Work to complete
Restate all of the records below exactly. Do not carry over any image.

**** Record excerpts

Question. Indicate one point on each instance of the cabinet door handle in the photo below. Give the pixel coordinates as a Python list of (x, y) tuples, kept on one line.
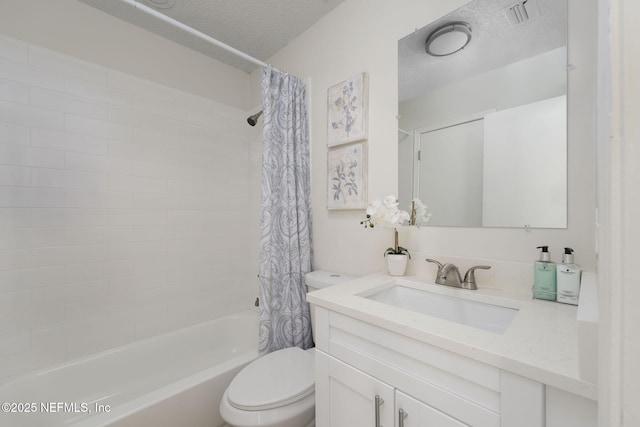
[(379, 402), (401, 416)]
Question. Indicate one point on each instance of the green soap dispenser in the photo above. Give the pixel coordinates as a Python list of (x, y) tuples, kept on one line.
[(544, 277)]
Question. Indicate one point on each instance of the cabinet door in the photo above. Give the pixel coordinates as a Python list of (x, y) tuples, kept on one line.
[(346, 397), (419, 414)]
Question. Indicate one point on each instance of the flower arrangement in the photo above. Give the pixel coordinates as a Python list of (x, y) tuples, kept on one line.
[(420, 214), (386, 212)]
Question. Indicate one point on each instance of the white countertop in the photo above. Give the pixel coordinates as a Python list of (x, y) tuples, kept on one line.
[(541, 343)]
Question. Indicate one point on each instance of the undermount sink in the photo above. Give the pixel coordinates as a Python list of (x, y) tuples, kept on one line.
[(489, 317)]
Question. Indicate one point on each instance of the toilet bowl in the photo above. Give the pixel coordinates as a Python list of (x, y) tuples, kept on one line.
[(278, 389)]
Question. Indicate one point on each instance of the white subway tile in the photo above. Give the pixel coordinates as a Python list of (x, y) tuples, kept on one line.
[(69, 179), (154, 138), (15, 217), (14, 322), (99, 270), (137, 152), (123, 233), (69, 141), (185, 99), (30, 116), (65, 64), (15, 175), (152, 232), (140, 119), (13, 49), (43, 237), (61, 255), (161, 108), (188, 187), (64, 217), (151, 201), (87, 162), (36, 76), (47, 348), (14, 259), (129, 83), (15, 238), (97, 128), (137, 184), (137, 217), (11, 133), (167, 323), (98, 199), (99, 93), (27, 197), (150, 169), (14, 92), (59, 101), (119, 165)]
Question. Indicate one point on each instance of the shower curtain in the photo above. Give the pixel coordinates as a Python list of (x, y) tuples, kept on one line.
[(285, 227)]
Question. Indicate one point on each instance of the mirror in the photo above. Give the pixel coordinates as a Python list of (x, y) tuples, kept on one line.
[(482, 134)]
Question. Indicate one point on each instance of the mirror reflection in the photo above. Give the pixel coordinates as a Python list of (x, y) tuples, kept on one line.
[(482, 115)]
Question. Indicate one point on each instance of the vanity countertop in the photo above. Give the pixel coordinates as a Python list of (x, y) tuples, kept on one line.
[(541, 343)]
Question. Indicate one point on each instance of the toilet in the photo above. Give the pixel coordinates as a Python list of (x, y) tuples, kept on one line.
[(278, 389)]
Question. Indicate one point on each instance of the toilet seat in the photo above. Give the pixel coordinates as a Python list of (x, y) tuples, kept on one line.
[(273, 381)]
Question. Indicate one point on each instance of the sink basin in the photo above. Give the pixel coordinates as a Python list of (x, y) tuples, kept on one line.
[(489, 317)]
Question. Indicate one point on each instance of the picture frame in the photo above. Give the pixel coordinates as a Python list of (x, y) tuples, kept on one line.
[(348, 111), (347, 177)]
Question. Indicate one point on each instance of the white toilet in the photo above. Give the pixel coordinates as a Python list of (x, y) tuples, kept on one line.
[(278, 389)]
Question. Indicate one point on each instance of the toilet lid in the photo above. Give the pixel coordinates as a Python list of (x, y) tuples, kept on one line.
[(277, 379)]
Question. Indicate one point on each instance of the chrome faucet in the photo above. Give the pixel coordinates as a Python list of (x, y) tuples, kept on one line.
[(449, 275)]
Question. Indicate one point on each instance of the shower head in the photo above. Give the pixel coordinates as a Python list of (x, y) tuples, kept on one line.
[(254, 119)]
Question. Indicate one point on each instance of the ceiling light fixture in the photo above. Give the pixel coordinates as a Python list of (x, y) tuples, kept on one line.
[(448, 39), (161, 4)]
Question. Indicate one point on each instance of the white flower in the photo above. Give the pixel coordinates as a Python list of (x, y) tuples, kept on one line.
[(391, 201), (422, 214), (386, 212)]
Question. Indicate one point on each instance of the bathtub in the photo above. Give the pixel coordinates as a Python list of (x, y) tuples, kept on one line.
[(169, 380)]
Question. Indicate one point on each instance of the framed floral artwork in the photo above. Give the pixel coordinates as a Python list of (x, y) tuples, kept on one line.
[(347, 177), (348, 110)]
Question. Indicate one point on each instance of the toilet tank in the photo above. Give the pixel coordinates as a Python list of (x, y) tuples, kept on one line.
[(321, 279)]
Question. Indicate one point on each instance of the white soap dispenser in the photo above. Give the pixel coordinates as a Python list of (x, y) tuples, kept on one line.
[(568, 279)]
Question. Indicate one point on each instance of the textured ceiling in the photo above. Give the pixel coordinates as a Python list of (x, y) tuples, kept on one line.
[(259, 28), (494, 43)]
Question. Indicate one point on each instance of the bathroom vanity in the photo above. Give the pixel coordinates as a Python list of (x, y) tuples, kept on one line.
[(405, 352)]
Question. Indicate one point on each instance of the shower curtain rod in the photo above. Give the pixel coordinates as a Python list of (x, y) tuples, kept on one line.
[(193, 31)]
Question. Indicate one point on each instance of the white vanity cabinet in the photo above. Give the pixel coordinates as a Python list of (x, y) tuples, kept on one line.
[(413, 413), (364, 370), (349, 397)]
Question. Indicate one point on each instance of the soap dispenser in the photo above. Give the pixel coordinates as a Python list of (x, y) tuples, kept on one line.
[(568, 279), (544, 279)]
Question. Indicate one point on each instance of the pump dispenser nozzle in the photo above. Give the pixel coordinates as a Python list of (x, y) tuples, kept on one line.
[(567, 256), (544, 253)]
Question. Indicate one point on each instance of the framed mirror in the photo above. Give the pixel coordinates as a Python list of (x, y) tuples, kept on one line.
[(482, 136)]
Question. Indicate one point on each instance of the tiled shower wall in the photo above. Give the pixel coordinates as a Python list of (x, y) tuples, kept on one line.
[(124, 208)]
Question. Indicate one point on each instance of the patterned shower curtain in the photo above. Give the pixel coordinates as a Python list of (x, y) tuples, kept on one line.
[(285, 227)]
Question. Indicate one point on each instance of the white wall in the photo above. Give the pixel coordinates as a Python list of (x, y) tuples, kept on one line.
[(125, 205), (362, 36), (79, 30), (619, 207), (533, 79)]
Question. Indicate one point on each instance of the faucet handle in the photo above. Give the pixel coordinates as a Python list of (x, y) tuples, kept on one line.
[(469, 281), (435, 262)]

********

Expected answer
Question. Indicate one point on each instance of the cabinet door handle in the photo below. Give the pixel coordinates as a Python list of (x, y) tuples, kept on one line.
[(379, 402), (401, 416)]
Question. Indicate one point on each instance of the green soap dispenser in the photo above. Give the pixel coordinates as a Python list of (x, y) tuples, kept on one line.
[(544, 277)]
Question. Indicate one point on each instance of the cabinet door in the photo above. Give the pixel coordinates as a Python list of (x, y) tuples, kept on one line.
[(346, 397), (419, 414)]
Question. Indicate one point on each instance of the flower arrangement in the photo above. Give the pixel coordinates as a Python list of (x, y) tuples, kept on one line.
[(420, 214), (386, 212)]
Question. Indicate one point on each instance of the white countertop in the photo above. Give the pixel coordinates as a Python list of (x, y) tuples, kept on one line.
[(541, 343)]
Question. Indicate one point on each instance of the undermount sink in the photo above. Give the pixel coordinates as a Python list of (x, y) tuples, kept on one line.
[(489, 317)]
Question. Indicate one point on each instance of the toilet bowl in the photo above. Give the pixel coordinates as a Python list of (x, y) tuples, kept on one line.
[(278, 389)]
Question. Indicate one point on each instance of the white subway tile in the photo above. Give the pixel coordinates as a Python list of (x, y) tuples, kept on one line.
[(69, 179), (154, 138), (15, 217), (14, 322), (99, 270), (137, 152), (123, 233), (69, 141), (185, 99), (30, 116), (65, 64), (15, 175), (152, 232), (140, 119), (13, 49), (43, 237), (61, 255), (161, 108), (188, 187), (64, 217), (151, 201), (87, 162), (36, 76), (47, 348), (14, 259), (129, 83), (15, 238), (97, 128), (137, 184), (137, 217), (11, 133), (167, 323), (98, 199), (99, 93), (27, 197), (150, 169), (14, 92), (59, 101), (119, 165)]
Question. Indicate one point on each instance of the shower curtain in the photo above. Give the pixel coordinates as a Python list of (x, y) tuples, kept on one line.
[(285, 227)]
Question. Indicate one point on each instance of the mirror in the photo above. Give the pixel coordinates as a Python list of (x, y) tuples, kept on one line.
[(482, 134)]
Question. Indicate one point on each instance of the mirror reflection in the photo above. Give the pixel coordinates as a Python list of (x, y) tuples, kept on one line.
[(482, 115)]
Question. Indicate one point on each instance of the vanity countertop in the photo above. Give the pixel coordinates as a Python list of (x, y) tuples, kept on one line.
[(541, 343)]
Question. Indicate one point on each instance of the toilet in the photo above. Give the pixel coordinates as a Python list of (x, y) tuples, kept on one line.
[(278, 389)]
Question. Indicate one point on each instance of the toilet seat in the photo above. Give the pixel coordinates as a Python list of (x, y) tuples, kept on one line.
[(273, 381)]
Question. Indicate one point on each instance of the sink basin in the photo above. Give the pixel coordinates as a Python list of (x, y) tuples, kept on one line.
[(489, 317)]
Question. Indicate one point on each instance of the picture frame in the photo above. Give the pixel coordinates as a Python list of (x, y) tuples, kept on one line.
[(348, 111), (347, 177)]
Question. Indicate one point on each instance of the white toilet in the photo above. Give the pixel coordinates as a Python list of (x, y) tuples, kept on one line.
[(278, 389)]
Question. Indicate one point on each instance of the toilet lid in the photo above. Give the pixel coordinates as a Python list of (x, y) tuples, kept on one line.
[(277, 379)]
Question. Indicate one point on each instance of the chrome faucet in the photo above. Give the pixel coordinates as a Python list of (x, y) tuples, kept on one line.
[(449, 275)]
Question. Indicate one point on each instance of the shower head in the photo above. Give the pixel coordinates as a Python list of (x, y) tuples, kept on one line.
[(254, 119)]
Question. Indicate one point on each instance of the ceiling light fixture in the photo above. Give the pixel coordinates as a Python list of (x, y) tuples, kept on one line.
[(448, 39), (161, 4)]
Question. Indicate one point on each instance of the white flower in the photo above. Give the pixel coordinates as a Python list of (x, y) tuples, kept on one line.
[(391, 201), (422, 214), (386, 212)]
Question. Indicate one point on each instance of the bathtub in the photo above. Give the pixel coordinates as a Python list of (x, y) tuples, kept on one line.
[(169, 380)]
Question. Indicate one point on each instance of the framed floral artwork in the photo above. Give the pixel coordinates as a Python list of (x, y) tuples, kept on one line.
[(347, 177), (348, 110)]
Question. Indicate one point on each instance of the toilet tank in the photo above. Give the pixel coordinates as a Python list of (x, y) tuples, kept on one line.
[(321, 279)]
Question. Indicate one point on each instance of the white soap dispenser in the photo above. Give the pixel coordinates as a Python list of (x, y) tuples, kept on one line.
[(568, 279)]
Question. Indicate one point on each instance of the textured ceiling in the photo above. Give the pixel coordinates as a Python list of (x, y) tuples, kept on one line.
[(259, 28), (494, 43)]
Question. Indicate one point on each instance of the bathroom vanity in the photo above. Give the pixel coordinates as a Python list of (x, y) tuples, kept on one line.
[(405, 352)]
Question. Indicate one point on each instance of the shower curtain rod in the photo above. Give the pixel coordinates as a Python list of (x, y) tuples, kept on one line.
[(193, 31)]
Question. Indicate one point on each instance of the white vanity cabinet in the photo above. Give the pixel coordinates as a Python list of (x, y) tuples, kept on one line.
[(413, 413), (364, 370), (349, 397)]
Question. Indicate one point on each instance of the soap dispenser in the photo above. Give the pixel coordinates as a Python list of (x, y) tuples, kept on one line.
[(568, 279), (544, 279)]
Question. Indicate one point on each instance of the pump dispenser nozzle in the photo above. Give the pixel coordinates as a Python list of (x, y) tuples, kept on one line.
[(567, 256), (544, 253)]
Question. Indicate one point on each instance of the framed mirror in the photo above. Give the pixel coordinates as a Python list of (x, y) tuples, kept on one line.
[(482, 136)]
Question. Indicate one point on each instance of the tiled shower wall in the photo above. Give the pixel coordinates as a Python list of (x, y) tuples, kept on one line.
[(124, 208)]
Question. Indicate one point on each instance of the patterned shower curtain in the photo above. Give the pixel coordinates as a Python list of (x, y) tuples, kept on one line.
[(285, 227)]
Question. Indicate one point on each instance of the white wall in the photo above. Give the pixel coordinates as a Python list of (x, y) tuples, kept on one line.
[(125, 205), (362, 36), (79, 30), (619, 207), (533, 79)]
Question. Indicate one point on each instance of the faucet handle in the photo above. Give the pixel coordinates as a Python list of (x, y) tuples, kept on one line.
[(469, 281), (435, 262)]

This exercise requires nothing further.